STATED PROBLEM. All of the listing below must be repeated word for word. Pictures are the only thing to omit.

RECORDED INFORMATION.
· · · ·

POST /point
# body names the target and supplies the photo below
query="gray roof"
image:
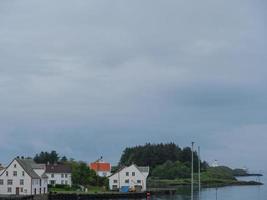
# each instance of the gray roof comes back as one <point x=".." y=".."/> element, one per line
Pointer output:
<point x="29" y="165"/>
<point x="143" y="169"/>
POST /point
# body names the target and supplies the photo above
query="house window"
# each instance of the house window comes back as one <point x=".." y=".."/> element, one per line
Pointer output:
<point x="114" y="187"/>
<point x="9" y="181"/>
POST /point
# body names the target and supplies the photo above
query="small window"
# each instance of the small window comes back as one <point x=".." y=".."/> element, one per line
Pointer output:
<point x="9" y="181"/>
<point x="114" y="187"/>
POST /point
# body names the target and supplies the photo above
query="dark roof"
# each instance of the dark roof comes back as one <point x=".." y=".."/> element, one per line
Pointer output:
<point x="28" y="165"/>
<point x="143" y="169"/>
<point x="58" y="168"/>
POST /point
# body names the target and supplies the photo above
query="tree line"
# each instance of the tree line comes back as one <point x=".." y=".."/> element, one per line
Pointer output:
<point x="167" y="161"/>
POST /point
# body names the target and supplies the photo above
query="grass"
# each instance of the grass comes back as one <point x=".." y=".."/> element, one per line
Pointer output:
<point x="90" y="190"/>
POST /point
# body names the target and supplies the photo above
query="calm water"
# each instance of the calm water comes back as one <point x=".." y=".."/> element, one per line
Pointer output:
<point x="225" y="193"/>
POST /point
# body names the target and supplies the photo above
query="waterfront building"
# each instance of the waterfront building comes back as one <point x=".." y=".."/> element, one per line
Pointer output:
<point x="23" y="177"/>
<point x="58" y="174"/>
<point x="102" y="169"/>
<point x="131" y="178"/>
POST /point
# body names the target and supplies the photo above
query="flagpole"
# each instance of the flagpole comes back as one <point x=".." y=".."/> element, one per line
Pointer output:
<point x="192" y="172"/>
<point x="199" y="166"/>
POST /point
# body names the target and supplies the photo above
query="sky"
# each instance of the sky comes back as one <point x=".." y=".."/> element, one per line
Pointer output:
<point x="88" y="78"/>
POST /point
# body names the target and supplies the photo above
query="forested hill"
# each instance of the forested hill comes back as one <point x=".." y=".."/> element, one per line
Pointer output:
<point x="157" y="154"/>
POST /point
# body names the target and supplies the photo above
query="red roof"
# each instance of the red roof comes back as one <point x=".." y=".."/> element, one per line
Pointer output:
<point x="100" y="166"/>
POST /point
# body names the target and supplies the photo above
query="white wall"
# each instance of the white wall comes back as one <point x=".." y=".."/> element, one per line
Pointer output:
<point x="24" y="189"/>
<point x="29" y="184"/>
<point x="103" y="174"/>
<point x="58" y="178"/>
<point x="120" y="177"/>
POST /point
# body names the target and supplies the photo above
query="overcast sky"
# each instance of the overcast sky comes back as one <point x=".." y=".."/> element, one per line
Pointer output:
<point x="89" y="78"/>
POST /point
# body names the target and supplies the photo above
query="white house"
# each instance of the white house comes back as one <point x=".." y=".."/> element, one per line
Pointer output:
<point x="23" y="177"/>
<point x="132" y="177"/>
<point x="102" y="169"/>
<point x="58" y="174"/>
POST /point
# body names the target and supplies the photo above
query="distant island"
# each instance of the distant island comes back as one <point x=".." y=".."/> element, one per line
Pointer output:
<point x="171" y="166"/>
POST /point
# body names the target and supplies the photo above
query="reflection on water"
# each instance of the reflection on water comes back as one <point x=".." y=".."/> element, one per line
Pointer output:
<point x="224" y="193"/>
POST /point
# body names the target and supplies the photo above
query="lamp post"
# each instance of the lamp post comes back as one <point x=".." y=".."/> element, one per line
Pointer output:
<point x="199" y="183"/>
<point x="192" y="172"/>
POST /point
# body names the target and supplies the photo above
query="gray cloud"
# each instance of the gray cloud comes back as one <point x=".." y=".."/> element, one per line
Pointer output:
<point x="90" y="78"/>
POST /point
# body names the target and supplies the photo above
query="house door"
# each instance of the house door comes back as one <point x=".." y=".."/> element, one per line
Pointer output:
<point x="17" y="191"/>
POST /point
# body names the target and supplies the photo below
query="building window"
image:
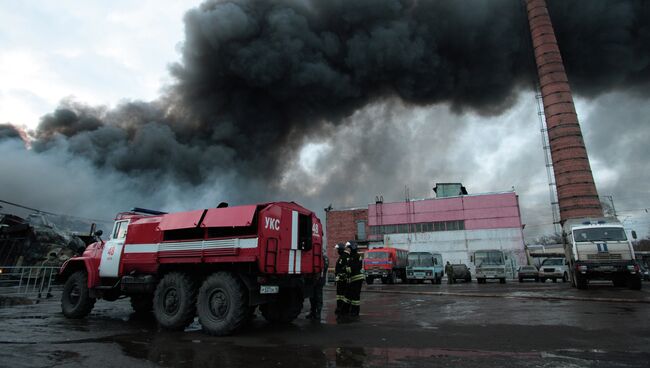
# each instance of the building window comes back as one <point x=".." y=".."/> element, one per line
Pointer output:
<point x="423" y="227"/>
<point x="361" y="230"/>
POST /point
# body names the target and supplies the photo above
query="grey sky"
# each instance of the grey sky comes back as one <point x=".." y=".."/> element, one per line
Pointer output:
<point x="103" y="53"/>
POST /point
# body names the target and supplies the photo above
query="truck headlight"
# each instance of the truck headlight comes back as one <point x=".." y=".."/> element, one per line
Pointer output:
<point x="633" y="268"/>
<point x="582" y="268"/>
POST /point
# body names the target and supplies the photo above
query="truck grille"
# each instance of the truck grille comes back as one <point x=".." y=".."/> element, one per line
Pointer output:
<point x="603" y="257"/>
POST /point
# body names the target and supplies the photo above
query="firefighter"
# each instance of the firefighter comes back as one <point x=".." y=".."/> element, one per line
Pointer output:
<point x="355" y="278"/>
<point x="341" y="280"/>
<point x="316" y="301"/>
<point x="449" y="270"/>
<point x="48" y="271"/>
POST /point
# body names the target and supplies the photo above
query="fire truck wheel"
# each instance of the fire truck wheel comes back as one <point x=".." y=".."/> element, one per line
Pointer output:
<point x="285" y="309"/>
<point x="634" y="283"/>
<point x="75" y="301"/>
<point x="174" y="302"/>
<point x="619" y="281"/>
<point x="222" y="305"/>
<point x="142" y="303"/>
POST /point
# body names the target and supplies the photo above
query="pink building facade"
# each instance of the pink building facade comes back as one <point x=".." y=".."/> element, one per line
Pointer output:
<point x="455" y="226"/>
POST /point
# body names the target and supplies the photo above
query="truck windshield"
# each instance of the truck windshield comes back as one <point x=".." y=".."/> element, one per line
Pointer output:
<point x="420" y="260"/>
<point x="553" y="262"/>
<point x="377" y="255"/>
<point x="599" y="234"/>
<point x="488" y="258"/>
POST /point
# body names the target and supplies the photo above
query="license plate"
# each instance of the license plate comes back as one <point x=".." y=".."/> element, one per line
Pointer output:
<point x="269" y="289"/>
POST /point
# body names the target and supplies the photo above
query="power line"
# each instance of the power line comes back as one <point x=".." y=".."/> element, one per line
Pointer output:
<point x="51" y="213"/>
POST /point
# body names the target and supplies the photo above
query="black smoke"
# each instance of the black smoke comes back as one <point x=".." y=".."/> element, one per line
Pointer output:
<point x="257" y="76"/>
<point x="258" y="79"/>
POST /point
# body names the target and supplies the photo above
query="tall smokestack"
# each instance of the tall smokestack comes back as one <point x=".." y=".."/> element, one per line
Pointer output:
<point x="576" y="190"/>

· · · ·

SOLUTION TO THIS EXERCISE.
POST /point
# body names the target and supplies the photo below
query="gray roof"
image:
# each instance of the gray roof comes back as one <point x=".." y=".."/> element, one per line
Pointer output:
<point x="29" y="165"/>
<point x="143" y="169"/>
POST /point
# body names the target and supplies the photo above
query="house window"
# each instance of the house window comes back as one <point x=".." y=".."/> element, one per line
Pointer output:
<point x="114" y="187"/>
<point x="9" y="181"/>
POST /point
# body names the target and supplies the photo above
query="small window"
# each instance of the small window comes back as one <point x=".." y=".."/> element, one per line
Pointer output:
<point x="9" y="181"/>
<point x="114" y="187"/>
POST /point
# body names the target and supplies the photo above
query="dark roof"
# each instance of the dark roof comes back as one <point x=".." y=".."/> element, one per line
Pointer output:
<point x="28" y="165"/>
<point x="143" y="169"/>
<point x="58" y="168"/>
POST /point
# body names the target and supplies the photo above
query="tree line"
# each instance of the tree line comes back as one <point x=".." y=".."/> element, one per line
Pointer output:
<point x="167" y="161"/>
POST /point
# body names the target and supplies the photo above
query="grass"
# each instance of the grass comes back as one <point x=".." y=".."/> element, one per line
Pointer output:
<point x="90" y="190"/>
POST /point
# body names the target and supplies the photo above
query="calm water"
# each instance of the calm water comes back as one <point x=".." y=".."/> element, one per line
Pointer output:
<point x="225" y="193"/>
POST /point
# body names the target and supplies the photo above
query="waterfront building"
# each instance of the waterfront building comes back as one <point x=".." y=".."/> element, one per line
Pointer output:
<point x="23" y="177"/>
<point x="58" y="174"/>
<point x="102" y="169"/>
<point x="131" y="178"/>
POST /point
# body names the target and supplies the photo above
query="flagpole"
# each instance of the flagpole comes back as one <point x=".." y=".."/> element, one per line
Pointer output:
<point x="192" y="172"/>
<point x="199" y="166"/>
POST /point
# body names the target and supplies the photo above
query="sky"
# each instance of the sky comes back as one <point x=".." y=".."/> element, one per line
Pointer output:
<point x="88" y="78"/>
POST /point
# body names the target and supplies the photo above
query="forested hill"
# each instance of the forested hill comes back as one <point x=".." y=".."/> element, one per line
Pointer output:
<point x="157" y="154"/>
POST /point
# body names the target and supplies the photo above
query="red roof"
# each instance of the red roof comes back as one <point x=".." y=".."/> element, one per line
Pointer output:
<point x="100" y="166"/>
POST /point
# body names the target and supplies the photo above
query="white wall"
# each instance of the white wall comes back as one <point x=".." y=".."/> element, one per line
Pointer output:
<point x="24" y="189"/>
<point x="29" y="184"/>
<point x="103" y="174"/>
<point x="58" y="178"/>
<point x="120" y="177"/>
POST /point
# body names the target and supplies the photo above
query="overcast sky"
# each instance of the overcast sky comes back as one <point x=".." y=".."/> element, one per line
Pointer output:
<point x="89" y="78"/>
POST /point
# body names the target and supplies the photo above
query="white house"
# each instance of the white house comes back as one <point x=".." y=".."/> element, one per line
Pointer output:
<point x="23" y="177"/>
<point x="132" y="177"/>
<point x="102" y="169"/>
<point x="58" y="174"/>
POST /point
# body names the target and supplies the photo above
query="distant island"
# each instance of the distant island comes back as one <point x=".." y=".."/> element, one per line
Pointer output:
<point x="171" y="166"/>
POST /point
# body names the target and supplies the photo above
query="reflection on water"
# each instance of the reflection on water comes back as one <point x=".." y=".."/> element, one per line
Pointer output:
<point x="224" y="193"/>
POST /point
# body names the target and supplies the photo above
query="lamp post"
# each instance of the lamp post comes back as one <point x=".." y=".."/> element, one per line
Pointer output:
<point x="199" y="183"/>
<point x="192" y="172"/>
POST /point
# body names the target and supplies the photo above
query="gray cloud"
# each instance of the gray cloud comes back as one <point x=".." y=".."/> element, one per line
Pointer output:
<point x="90" y="78"/>
POST /point
# body names the target and supplies the photo above
query="house door"
# each instance of the house door comes back as one <point x=".." y=".."/> element, one per line
Pointer output:
<point x="17" y="191"/>
POST /point
# body names the target and supplies the photo below
query="building window"
image:
# each instance of the building window comes back as one <point x=".." y=".."/> element, one per line
Pointer output:
<point x="423" y="227"/>
<point x="361" y="230"/>
POST /point
# body names the target and supplies the photo above
query="grey sky"
# each instance of the grey sky comes back as one <point x=".." y=".."/> element, one per line
Pointer output:
<point x="103" y="53"/>
POST /point
# body names the target and supplies the photo above
query="truck headlight"
# each instance of the truck headlight comes back as one <point x=".." y=".."/> element, one per line
Pointer output:
<point x="633" y="268"/>
<point x="582" y="268"/>
POST /point
# body names the target and supplies the photo above
query="truck grille"
# each instance of the truck grille comes back as one <point x=".." y=".."/> element, one per line
Pointer output:
<point x="603" y="257"/>
POST /point
# body names the target and supplies the photo above
query="firefighter"
# each instance of the firefighter comes back as one <point x=".." y=".."/> element, one per line
Pointer output:
<point x="355" y="278"/>
<point x="341" y="280"/>
<point x="316" y="301"/>
<point x="449" y="270"/>
<point x="48" y="271"/>
POST /point
# body names the target and supplies the photo above
query="fire truck wheel"
# each instance of the fire truck wheel comes back as one <point x=".." y=".."/> element, one per line
Pointer output:
<point x="285" y="309"/>
<point x="634" y="283"/>
<point x="75" y="301"/>
<point x="174" y="302"/>
<point x="619" y="281"/>
<point x="222" y="305"/>
<point x="142" y="303"/>
POST /point
# body names the target and supplies the photo above
query="pink building facade"
# each instance of the pink building facade comes back as one <point x=".." y=".."/> element, one per line
Pointer output:
<point x="455" y="226"/>
POST /point
# body names the target and supplies the photo above
query="truck windshield"
# each instance of the truck windshield comes back as one <point x=".." y=".."/> element, one per line
Pointer output:
<point x="420" y="260"/>
<point x="553" y="262"/>
<point x="377" y="255"/>
<point x="599" y="234"/>
<point x="488" y="258"/>
POST /point
# body names the target and supplies the photo above
query="license plate"
# each instance of the license plate comes back as one <point x=".." y=".."/> element, one per line
Pointer output:
<point x="269" y="289"/>
POST /point
# body names the target and supplies the photo above
query="power line"
# each instance of the power line comes back as one <point x=".." y=".."/> element, one per line
Pointer output:
<point x="51" y="213"/>
POST /point
# body names the target and supplies the photo above
query="black smoke"
# each instance of the black smoke comes back as one <point x=".." y=".."/> element, one per line
Pointer output:
<point x="257" y="76"/>
<point x="258" y="79"/>
POST /point
# body names the target and supplies the photo above
query="tall smokestack"
# each instance of the tall smokestack comes back as one <point x=".." y=".."/> element, one per line
Pointer output:
<point x="576" y="190"/>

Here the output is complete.